* _EXTRACT_

>> Start

Emmitsburg Council of Churches

Vatican II and You

Father John J. Lombardi 

"From Him 'the whole body… attains a growth that is God' (Col. 2.19). He continually provides in His body, in the Church…gifts of ministries through which , by His power, we serve each other unto salvation so that, carrying out the truth in love, we may through all things grow into Him'"(Vatican II: Lumen Gentium/The Church: #7).

Have you ever heard of the wise Latin saying-"In media stat virtue…In the middle lies virtue." ? This comes in handy in a variety of situations. Sometimes we clumsy humans may, in pursuit of truth--and in the practical applications of it--extrematize in formulating our "answers" to problems and miss the truer solution in moderation, "in the middle," between seeming opposites.

This is true regarding views about, and application of, Vatican Council II, which was convened by Pope John XXIII, in 1962. When interpreting the Council, we should remember our Latin-"in the middle lies virtue"! … Many people today may make the mistake of extremist interpretations of the Council by either thinking the Council changed everything--and continues to legitimize any changes ("progressivists"); and on the other extreme, some think Vatican II was a mistake and changed too much ("regressivists"). Let us consider three important truths regarding Vatican II:

  1.  Pastoral Council: The Council's purpose was not the new formulation of dogma or altering the essence of our religion (called "the deposit of Faith"); it was rather the pragmatic application of timeless principles to the "modern world". The development of dogma (how essential truths are understood differently and better thru time) was explicated and thereby helped further evangelization more validly.
  2. Tone: Pope John Paul II has intimated that, while changing nothing in the essential teachings of Christ's Church, the Council embraced a "new tone" toward the world-one more engaging and dialogic with it, and to its various peoples, cultures and religions.
  3. Continuity: While the 3,000 worldwide bishops approved some changes in non-dogmatic expressions of the Faith (i.e., language and music at Mass), to better evangelize various cultures, they also stressed the continuity with the past. In other words, the Church renews by remembering.

>> End

* _STATED EXERCISE 1_
Reproduce the records word for word, beginning at the line that contains "Identify each instance of the recessed" and continuing through the final line of the records.
The article and the records are separate material.

* _MATERIAL FOR THIS TASK_
>> Start

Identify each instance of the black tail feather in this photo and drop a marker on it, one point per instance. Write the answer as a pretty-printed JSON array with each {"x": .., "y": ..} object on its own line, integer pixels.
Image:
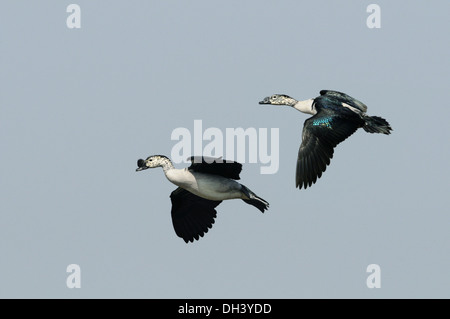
[{"x": 255, "y": 200}]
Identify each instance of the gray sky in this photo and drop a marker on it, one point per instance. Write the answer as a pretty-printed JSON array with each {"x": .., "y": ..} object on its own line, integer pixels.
[{"x": 78, "y": 107}]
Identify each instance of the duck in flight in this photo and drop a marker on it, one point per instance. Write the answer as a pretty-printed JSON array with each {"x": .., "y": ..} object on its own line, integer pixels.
[
  {"x": 201, "y": 188},
  {"x": 335, "y": 116}
]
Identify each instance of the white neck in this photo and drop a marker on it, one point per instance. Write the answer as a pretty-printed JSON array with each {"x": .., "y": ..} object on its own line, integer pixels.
[{"x": 306, "y": 106}]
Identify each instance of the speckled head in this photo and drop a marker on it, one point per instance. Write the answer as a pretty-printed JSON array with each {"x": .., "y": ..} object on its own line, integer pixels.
[
  {"x": 279, "y": 99},
  {"x": 152, "y": 162}
]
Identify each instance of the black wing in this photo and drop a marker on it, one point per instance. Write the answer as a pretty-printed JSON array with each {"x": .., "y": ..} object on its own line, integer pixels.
[
  {"x": 344, "y": 98},
  {"x": 216, "y": 166},
  {"x": 192, "y": 215},
  {"x": 321, "y": 133}
]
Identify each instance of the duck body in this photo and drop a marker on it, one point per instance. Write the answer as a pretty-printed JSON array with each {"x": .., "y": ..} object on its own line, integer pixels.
[{"x": 335, "y": 116}]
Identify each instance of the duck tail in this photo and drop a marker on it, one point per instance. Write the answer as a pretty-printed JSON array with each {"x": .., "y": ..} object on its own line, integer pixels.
[
  {"x": 254, "y": 199},
  {"x": 376, "y": 124}
]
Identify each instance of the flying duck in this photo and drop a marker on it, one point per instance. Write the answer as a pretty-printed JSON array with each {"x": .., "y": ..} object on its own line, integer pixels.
[
  {"x": 201, "y": 187},
  {"x": 336, "y": 116}
]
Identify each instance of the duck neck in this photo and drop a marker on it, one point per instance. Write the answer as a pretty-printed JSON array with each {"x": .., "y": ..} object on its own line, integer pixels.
[
  {"x": 166, "y": 165},
  {"x": 306, "y": 106}
]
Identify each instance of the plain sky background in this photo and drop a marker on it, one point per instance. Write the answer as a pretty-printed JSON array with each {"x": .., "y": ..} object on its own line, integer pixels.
[{"x": 78, "y": 107}]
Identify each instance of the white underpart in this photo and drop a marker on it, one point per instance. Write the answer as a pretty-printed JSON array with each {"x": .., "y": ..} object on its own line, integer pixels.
[
  {"x": 208, "y": 186},
  {"x": 306, "y": 106},
  {"x": 354, "y": 109}
]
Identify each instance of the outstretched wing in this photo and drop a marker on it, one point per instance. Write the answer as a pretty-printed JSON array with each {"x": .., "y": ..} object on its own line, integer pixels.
[
  {"x": 192, "y": 216},
  {"x": 335, "y": 96},
  {"x": 321, "y": 133},
  {"x": 216, "y": 166}
]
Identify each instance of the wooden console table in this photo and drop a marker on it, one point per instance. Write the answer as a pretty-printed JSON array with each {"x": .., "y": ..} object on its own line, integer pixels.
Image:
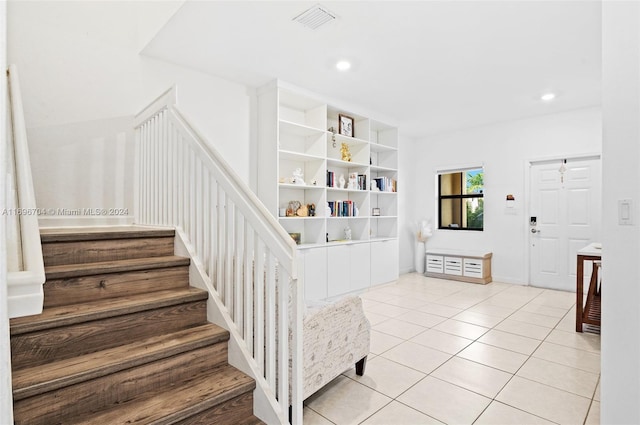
[{"x": 588, "y": 313}]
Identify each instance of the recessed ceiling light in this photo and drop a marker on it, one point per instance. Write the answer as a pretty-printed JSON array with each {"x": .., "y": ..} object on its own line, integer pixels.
[{"x": 343, "y": 65}]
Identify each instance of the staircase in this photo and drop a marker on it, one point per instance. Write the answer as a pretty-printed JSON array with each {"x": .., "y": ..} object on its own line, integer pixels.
[{"x": 123, "y": 338}]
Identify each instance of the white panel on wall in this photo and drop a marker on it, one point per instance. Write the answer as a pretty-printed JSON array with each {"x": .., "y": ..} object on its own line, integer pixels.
[
  {"x": 548, "y": 207},
  {"x": 578, "y": 205},
  {"x": 548, "y": 259}
]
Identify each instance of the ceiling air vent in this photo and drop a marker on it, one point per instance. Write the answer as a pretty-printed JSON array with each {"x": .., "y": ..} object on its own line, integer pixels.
[{"x": 315, "y": 17}]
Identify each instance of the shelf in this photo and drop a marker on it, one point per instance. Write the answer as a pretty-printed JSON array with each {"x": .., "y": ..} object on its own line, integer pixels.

>> End

* _STATED EXERCISE 2_
According to the article on Vatican II, which pope convened the Council, and in what year?

* _REPLY 1_
Identify each instance of the recessed ceiling light in this photo and drop a marker on it, one point per instance. Write the answer as a pretty-printed JSON array with each {"x": .., "y": ..} object on its own line, integer pixels.
[{"x": 343, "y": 65}]
Identify each instance of the staircase in this photo and drop a marker on it, one point per instance. Write the answer as a pretty-printed JSON array with each {"x": .., "y": ..} object on its own line, integer pixels.
[{"x": 123, "y": 338}]
Identify each instance of the white panel on wall in this photo and drop a marker on it, one point per instance. Write the answer as a pretty-printed JSON array with each {"x": .., "y": ..} object on its own line, integer pixels.
[
  {"x": 548, "y": 207},
  {"x": 578, "y": 205},
  {"x": 548, "y": 259}
]
Identify each instance of the ceiling air vent in this photo and drop a marker on it, one point per instance. Write the answer as a pretty-printed JSON array with each {"x": .., "y": ..} object on its own line, integer pixels.
[{"x": 315, "y": 17}]
Identify each instance of the shelf in this photo and drop a marker on it, one point per instance. Write the answer as a pretty-printed JSON array with each {"x": .., "y": ..} object on its own line, integer pixels.

* _REPLY 2_
Pope John XXIII convened it in 1962.